List each line in the material below that contains the word "sand".

==== Source records ====

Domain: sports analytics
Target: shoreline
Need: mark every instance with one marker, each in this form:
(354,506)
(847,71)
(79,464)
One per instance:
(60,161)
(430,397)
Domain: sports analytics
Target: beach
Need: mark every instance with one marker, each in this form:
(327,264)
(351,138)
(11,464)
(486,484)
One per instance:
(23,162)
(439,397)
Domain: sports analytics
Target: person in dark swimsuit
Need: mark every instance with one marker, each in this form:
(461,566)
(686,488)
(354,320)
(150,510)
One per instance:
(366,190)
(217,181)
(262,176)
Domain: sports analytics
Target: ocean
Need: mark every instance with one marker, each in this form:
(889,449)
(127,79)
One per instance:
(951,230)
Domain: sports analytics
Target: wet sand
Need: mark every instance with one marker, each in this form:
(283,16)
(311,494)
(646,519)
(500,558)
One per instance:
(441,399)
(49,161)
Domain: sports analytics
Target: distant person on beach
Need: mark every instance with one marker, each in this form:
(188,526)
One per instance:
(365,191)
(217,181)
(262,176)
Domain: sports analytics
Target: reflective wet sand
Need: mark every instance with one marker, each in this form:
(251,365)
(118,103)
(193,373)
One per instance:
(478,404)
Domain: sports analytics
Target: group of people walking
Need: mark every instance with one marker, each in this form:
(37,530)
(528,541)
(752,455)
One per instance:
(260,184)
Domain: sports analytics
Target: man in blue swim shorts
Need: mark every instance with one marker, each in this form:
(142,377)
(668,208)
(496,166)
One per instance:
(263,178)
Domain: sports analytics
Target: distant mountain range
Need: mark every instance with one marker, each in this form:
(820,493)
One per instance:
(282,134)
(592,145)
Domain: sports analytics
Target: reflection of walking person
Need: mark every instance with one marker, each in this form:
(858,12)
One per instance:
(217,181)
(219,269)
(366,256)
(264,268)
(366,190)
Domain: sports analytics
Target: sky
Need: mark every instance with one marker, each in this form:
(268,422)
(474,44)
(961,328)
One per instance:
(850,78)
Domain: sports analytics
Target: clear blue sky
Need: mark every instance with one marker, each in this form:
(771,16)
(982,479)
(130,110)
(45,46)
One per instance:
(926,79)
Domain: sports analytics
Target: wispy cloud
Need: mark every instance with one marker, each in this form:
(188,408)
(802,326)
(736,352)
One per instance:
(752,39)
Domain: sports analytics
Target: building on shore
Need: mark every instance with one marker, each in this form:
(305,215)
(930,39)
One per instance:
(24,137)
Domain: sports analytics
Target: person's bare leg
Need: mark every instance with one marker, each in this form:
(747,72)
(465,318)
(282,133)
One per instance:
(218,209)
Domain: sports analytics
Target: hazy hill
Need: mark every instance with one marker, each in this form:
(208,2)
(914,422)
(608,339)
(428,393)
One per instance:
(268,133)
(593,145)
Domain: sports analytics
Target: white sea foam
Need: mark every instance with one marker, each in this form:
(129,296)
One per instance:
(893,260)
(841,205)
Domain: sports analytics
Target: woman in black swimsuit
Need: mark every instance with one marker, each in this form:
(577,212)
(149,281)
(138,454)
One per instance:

====

• **Written response**:
Target: wet sand
Target: reflective wet sand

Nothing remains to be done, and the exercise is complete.